▸ **Task goal**
Take the listing and give it again exactly, from its first line to its last line.

▸ **Input material**
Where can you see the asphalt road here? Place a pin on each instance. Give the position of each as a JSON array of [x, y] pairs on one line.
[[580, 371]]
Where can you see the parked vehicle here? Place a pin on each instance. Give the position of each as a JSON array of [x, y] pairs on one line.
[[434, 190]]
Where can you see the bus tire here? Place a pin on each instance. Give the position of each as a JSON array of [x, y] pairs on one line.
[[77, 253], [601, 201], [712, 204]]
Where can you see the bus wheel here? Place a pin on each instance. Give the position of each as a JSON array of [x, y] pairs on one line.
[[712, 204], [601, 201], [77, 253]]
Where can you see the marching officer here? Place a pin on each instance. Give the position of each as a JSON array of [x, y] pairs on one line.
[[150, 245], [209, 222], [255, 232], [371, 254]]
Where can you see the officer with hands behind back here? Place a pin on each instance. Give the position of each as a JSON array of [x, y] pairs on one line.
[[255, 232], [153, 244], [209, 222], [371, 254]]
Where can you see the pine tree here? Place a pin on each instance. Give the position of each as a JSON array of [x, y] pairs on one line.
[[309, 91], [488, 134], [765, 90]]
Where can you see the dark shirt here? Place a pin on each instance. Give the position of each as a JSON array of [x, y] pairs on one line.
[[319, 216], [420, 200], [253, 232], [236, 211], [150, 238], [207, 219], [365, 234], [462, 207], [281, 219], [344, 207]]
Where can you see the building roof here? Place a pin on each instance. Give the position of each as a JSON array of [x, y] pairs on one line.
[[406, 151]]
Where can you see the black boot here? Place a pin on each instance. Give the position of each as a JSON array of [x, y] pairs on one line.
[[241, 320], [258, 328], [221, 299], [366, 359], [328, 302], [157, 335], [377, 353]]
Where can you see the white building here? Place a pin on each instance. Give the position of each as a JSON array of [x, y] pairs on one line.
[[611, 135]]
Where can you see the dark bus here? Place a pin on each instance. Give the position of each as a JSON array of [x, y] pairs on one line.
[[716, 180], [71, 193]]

▸ **Finished exercise**
Where can you see the asphalt road here? Place a pin on each instance. Give the position of each as a JSON array of [x, y] pairs on one line.
[[580, 371]]
Where can you see the parked vehicle here? Place a pin on each instance. Give the position of each as a JSON array of [x, y] pairs on one line.
[[434, 190]]
Where can you see the bus tire here? Place a pin on each instance. Give the position of each as a JSON array of [x, y] pairs on one line.
[[77, 253], [601, 201], [712, 204]]
Where can you see the bus wheel here? Place a pin on each instance. Give the position of each as a JSON array of [x, y] pairs on one line.
[[712, 204], [601, 201], [77, 253]]
Where can you see the marching officer here? Place a pin on each instance. Give the position of each as a JSON array of [x, y] pairs on one line.
[[150, 245], [209, 222], [255, 232], [371, 254]]
Where can you see the officer with hands behind back here? Place a pin on each instance. Give the position of each as a JSON array of [x, y] pairs on one line.
[[255, 232], [153, 244], [209, 222], [371, 254]]
Where can you see the pine tree here? Place a pin on each instance. Give the position of each as a JSON array of [x, y] pairs on one line.
[[309, 91], [488, 134], [765, 90]]
Where can you see the dark shirt here? Place a pin on each instance. Give the position of each as a JSON array of [x, y] pairs on one line.
[[319, 216], [420, 200], [253, 232], [236, 211], [150, 238], [207, 219], [365, 234], [462, 207], [281, 219], [344, 207]]
Where can you see the building roof here? Place a pin on each instance. Give the position of each as a JSON array of [x, y] pairs on one line.
[[406, 151]]
Where can you see the black boot here? Place a pin on each instance. Give the position of each as a JSON array of [x, y] pairs on one line.
[[241, 320], [258, 328], [221, 299], [366, 359], [328, 302], [157, 335], [377, 353]]
Where can you see the white building here? Place a pin on each instance. Give the position of each as a JSON array of [x, y] pairs on one line.
[[611, 135]]
Where can you see the dark bus here? Place a pin on each instance. Give the position of each as a JSON array of [x, y] pairs on one line.
[[716, 180], [71, 193]]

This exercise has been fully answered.